Request – Turn every line of the entries below into a JSON list of strings, one string per line. Skip blank lines and leave out the pictures.

Records for this task –
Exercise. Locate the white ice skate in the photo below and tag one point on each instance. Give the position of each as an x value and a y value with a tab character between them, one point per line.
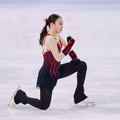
11	102
86	102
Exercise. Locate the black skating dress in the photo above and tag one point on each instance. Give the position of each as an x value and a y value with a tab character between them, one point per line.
49	72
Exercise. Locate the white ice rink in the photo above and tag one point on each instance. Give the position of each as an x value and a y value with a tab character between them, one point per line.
97	34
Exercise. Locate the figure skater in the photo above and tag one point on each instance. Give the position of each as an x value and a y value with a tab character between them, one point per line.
52	70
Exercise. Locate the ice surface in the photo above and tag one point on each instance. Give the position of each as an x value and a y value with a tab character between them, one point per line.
97	35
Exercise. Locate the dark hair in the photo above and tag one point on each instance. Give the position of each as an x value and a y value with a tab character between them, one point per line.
51	19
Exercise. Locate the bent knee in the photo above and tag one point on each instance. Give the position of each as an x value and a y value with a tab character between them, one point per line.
83	65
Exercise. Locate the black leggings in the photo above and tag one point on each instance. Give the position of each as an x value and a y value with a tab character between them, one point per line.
66	69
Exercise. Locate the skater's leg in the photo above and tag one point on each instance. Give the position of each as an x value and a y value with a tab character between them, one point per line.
80	67
42	103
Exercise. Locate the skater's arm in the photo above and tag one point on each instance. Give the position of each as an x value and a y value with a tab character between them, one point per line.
54	49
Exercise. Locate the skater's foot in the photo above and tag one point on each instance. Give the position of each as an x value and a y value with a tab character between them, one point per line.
87	102
11	102
20	97
79	98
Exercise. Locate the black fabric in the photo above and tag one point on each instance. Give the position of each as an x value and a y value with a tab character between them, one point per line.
65	70
80	67
66	50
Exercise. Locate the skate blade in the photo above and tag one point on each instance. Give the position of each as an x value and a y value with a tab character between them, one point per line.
11	102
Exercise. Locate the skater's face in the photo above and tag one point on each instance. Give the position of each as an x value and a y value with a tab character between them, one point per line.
58	26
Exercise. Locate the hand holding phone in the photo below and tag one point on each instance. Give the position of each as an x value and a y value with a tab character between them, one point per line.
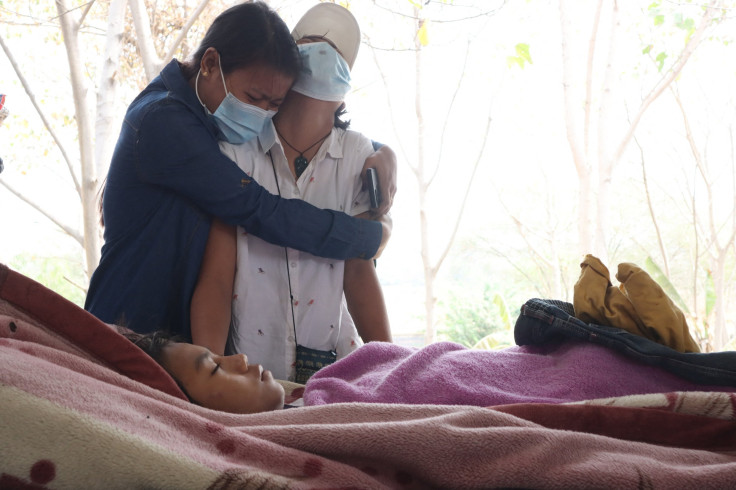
373	191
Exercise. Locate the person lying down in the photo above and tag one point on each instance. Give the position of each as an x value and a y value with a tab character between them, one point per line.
442	373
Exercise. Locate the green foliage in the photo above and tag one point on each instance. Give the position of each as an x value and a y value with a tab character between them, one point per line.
60	274
478	324
521	57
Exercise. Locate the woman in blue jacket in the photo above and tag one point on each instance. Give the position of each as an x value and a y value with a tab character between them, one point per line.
168	178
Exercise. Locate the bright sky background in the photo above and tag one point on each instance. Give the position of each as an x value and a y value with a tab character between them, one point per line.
526	167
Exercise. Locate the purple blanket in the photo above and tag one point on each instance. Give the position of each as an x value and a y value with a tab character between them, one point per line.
449	374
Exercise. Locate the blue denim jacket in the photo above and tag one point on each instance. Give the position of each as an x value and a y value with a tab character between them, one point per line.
541	321
166	179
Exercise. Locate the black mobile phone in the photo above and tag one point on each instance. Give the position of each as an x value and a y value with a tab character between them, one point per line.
373	191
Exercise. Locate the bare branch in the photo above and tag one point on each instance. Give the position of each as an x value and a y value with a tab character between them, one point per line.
668	78
41	114
653	215
86	10
589	77
65	228
184	31
447	116
460	212
391	112
151	61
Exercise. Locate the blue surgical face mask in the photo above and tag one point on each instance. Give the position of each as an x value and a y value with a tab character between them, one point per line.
325	74
238	121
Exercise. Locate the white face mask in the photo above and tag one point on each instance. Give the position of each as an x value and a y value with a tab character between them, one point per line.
325	74
238	121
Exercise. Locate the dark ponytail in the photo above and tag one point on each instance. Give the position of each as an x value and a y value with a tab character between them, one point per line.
247	34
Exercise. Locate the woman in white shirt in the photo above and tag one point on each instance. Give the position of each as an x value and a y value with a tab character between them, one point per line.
283	300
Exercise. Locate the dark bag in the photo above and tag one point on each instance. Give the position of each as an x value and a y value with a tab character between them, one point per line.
309	361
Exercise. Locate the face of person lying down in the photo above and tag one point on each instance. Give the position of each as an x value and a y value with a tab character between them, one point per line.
226	383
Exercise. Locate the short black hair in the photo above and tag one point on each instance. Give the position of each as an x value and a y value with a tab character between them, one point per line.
153	344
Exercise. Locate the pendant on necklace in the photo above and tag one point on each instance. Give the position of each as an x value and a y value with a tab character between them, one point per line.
300	165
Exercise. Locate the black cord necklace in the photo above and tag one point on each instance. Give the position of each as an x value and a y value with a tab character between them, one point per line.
301	163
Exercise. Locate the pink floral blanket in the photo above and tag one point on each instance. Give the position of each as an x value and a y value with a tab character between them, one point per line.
81	409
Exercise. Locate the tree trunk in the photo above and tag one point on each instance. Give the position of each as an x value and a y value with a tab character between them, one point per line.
80	91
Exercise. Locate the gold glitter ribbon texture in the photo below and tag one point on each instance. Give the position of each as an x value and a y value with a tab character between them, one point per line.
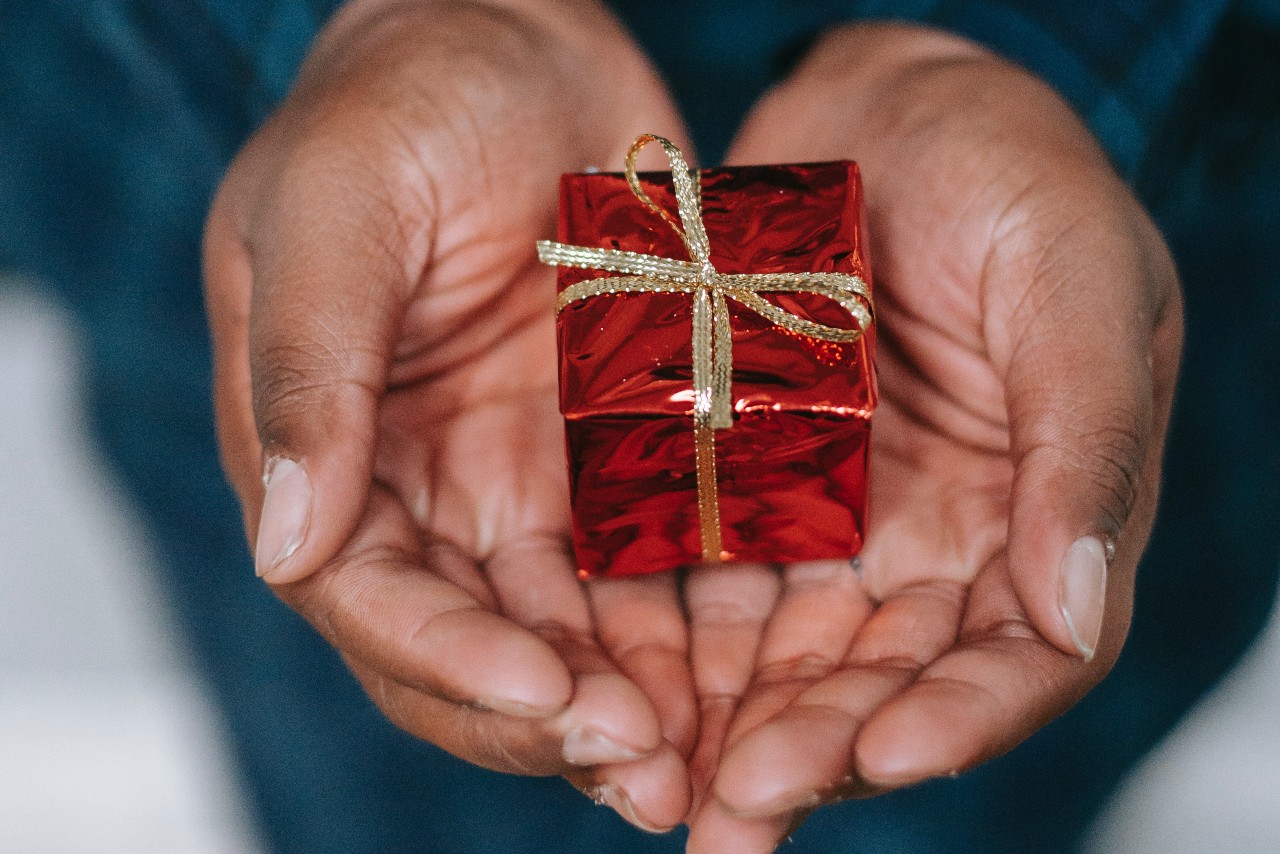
711	291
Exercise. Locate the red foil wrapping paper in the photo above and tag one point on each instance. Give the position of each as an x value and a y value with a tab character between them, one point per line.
792	469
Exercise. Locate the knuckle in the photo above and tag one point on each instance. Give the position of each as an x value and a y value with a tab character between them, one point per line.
726	613
307	378
804	667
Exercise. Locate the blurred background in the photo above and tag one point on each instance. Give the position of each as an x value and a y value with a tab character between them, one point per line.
109	743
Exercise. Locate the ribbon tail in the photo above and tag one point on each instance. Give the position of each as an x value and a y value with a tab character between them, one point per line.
722	365
708	493
704	432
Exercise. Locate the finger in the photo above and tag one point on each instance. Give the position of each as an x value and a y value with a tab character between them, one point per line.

Full solution –
[
  "Exercise. Locate the white ice skate in the photo below and tag one point on each instance. Give the position of each as an x value and a y value with a tab character between them, one point per line.",
  "11\t102",
  "86\t102",
  "Exercise. Locate the black skating dress in the photo above and tag one point on each instance. Give the position of each as an x value and a y value with a tab character between them, one point per line.",
  "49\t72",
  "Exercise. Locate the white ice rink in the photo above and tag one point on each instance. Give the position of each as an x value and a y value with a tab character between them, one point per line.",
  "97\t34",
  "Exercise. Locate the figure skater in the photo above and tag one point on each instance. Give the position of each as an x value and a y value with a tab character between them, one point per line.",
  "52\t70",
  "Exercise. Locate the ice surface in the photo above and tag one point on each instance. Give the position of each as an x value and a y value with a tab character between them, one point per line.",
  "97\t35",
  "Exercise. Locate the dark hair in the photo above and tag one point on each instance. Give the position of each as an x value and a y value with a tab character between them, one point per line.",
  "51\t19",
  "Exercise. Locate the bent knee in the photo above and tag one point on each instance. Give the position of each as an x value and a y value with a tab character between them, one point per line.",
  "83\t65",
  "Exercise. Locate the black leggings in the photo above and tag one point on each instance. Give the position of each as an x value and a y value with a tab character between them, one point per line.",
  "66\t69",
  "Exercise. Locate the skater's leg in the photo above and tag one point on each instance. Give the position of each as an x value and a y value with a tab character between them, one point per line.",
  "80\t67",
  "42\t103",
  "Exercise. Locate the skater's arm in the photo above and tag one point on each instance. Give the position of each as an x value and a y value with a tab character between them, one point per line.",
  "54\t49",
  "Exercise. Locate the skater's foot in the photo above and tag one point on each instance. Give the position of each as an x value and a y value with a tab character between them, one point per line.",
  "87\t102",
  "11\t102",
  "20\t97",
  "79\t98",
  "Exercise. Locate the black fabric in the photo above and tag one point on each instance. Give the position of each as an x value and a y value with a tab character between them, one point per line.",
  "65\t70",
  "80\t67",
  "66\t50",
  "Exercise. Locate the skate blade in the photo above and tag one point on each instance. Give the position of each as an x value and a y value with a tab character between them, one point per line.",
  "11\t102",
  "Exercise. Locate the skater's face in the photo above and tag one point on each instance. Give the position of each as an x value and a y value with a tab character between them, one point per line.",
  "58\t26",
  "Exercise. Locate the hand holding phone in the photo below and tag one point on each instance. Give the position of each as an x value and a y value with a tab character between them, one point per line.",
  "373\t191",
  "Exercise. Locate the person lying down in the photo above and tag one point on each instance. Give the position of each as an x value and a y value with a tab character between them, one point per line.",
  "442\t373",
  "Exercise. Locate the green foliage in the photo above and tag one point on each instance. Give the position of each as an x value and a y value with a tab character between them, one point per line.",
  "60\t274",
  "478\t324",
  "521\t57",
  "Exercise. Locate the woman in blue jacket in the photo above and tag one point on each instance. Give the position of each as an x value and a y value with a tab character between them, one point per line.",
  "168\t178",
  "Exercise. Locate the bright sky background in the photo above and tag one point on each instance. Give the position of each as an x value and a y value with a tab character between them, one point per line.",
  "526\t167",
  "Exercise. Locate the purple blanket in the photo above and tag one point on each instance. Give the position of each as an x value and a y value with a tab character between them, one point per line.",
  "449\t374",
  "Exercise. Locate the blue denim jacket in the photo above and tag one point on each instance. Give the position of each as an x value and a y value with a tab character between them, one point per line.",
  "541\t321",
  "166\t179",
  "Exercise. Locate the black mobile phone in the photo above and tag one point on each instance. Give the position of each as an x value and a y value with a tab character between them, one point per line.",
  "373\t191",
  "Exercise. Locate the bare branch in the photo above and tag one point on each instance. Give the position of each as an x value and a y value with a tab character between them, one point per line.",
  "668\t78",
  "41\t114",
  "653\t215",
  "86\t10",
  "589\t77",
  "65\t228",
  "184\t31",
  "447\t116",
  "460\t212",
  "391\t112",
  "151\t61",
  "Exercise. Locate the blue surgical face mask in the photo above and tag one point on each instance. Give the position of each as an x value and a y value with a tab character between them, one point per line.",
  "325\t74",
  "238\t121",
  "Exercise. Locate the white face mask in the photo above and tag one point on each instance. Give the position of each as an x value and a y value with a tab character between them, one point per line.",
  "325\t74",
  "238\t121",
  "Exercise. Locate the dark ponytail in the photo above and tag one point on each instance. Give the position of each as an x value and a y value with a tab character between them, one point per line.",
  "247\t34",
  "Exercise. Locate the woman in white shirt in the photo above and tag one point on each instance. Give the position of each as an x value and a y value with a tab character between them, one point per line.",
  "283\t300",
  "Exercise. Locate the dark bag in the photo above and tag one point on each instance. Give the position of each as an x value and a y value with a tab character between them, one point per line.",
  "309\t361",
  "Exercise. Locate the face of person lying down in the photo above and tag one point on each instance. Give the position of each as an x value and a y value with a tab character between them, one point per line.",
  "226\t383",
  "Exercise. Locate the short black hair in the photo above and tag one point on each instance. Give the position of each as an x value and a y value with a tab character between them, one point per line.",
  "153\t344",
  "Exercise. Locate the pendant on necklace in the photo above and tag one point on each instance. Give the position of each as an x value and a y value with a tab character between them, one point per line.",
  "300\t165",
  "Exercise. Locate the black cord necklace in the photo above and tag one point on each instance. Give the position of each as an x value and a y value with a tab character between them, one point per line.",
  "301\t163",
  "Exercise. Locate the pink floral blanket in the photo above and tag one point on each instance. Give the position of each as an x value and a y value with a tab character between them, one point per line.",
  "81\t409",
  "Exercise. Locate the tree trunk in the photo above and tag one point on each instance. Give the position of each as an x value and a y value with a tab character between them, one point per line.",
  "80\t91",
  "Exercise. Locate the gold glitter ribbon texture in the photo below and tag one point on each instance. Give the position of each as an x value and a y value with a tab character between them, one point per line.",
  "711\t291",
  "Exercise. Locate the red foil wrapping paper in the photo above and tag one point on each instance. Give the position of each as an x value and a y value with a tab character between them, one point per line.",
  "792\t469",
  "Exercise. Locate the knuckle in the photo above and tag one point on each instance. Give the position of each as an x value and a y value with a tab character between them, one point per line.",
  "726\t613",
  "307\t378",
  "804\t667",
  "Exercise. Locate the blurred background in the photo above and tag one point on each instance. Give the position of each as an x value and a y value with a tab character between them, one point per line.",
  "109\t743",
  "Exercise. Locate the ribbon tail in the photo above and tag one point on each instance. Give the position of each as an x value and a y value with a tab character between them, one point per line.",
  "722\t365",
  "708\t493",
  "704\t432",
  "Exercise. Locate the finger in the photo above and tag one point on each instance. Give the position of each as an x value and a y value with a tab character between them, one point per line."
]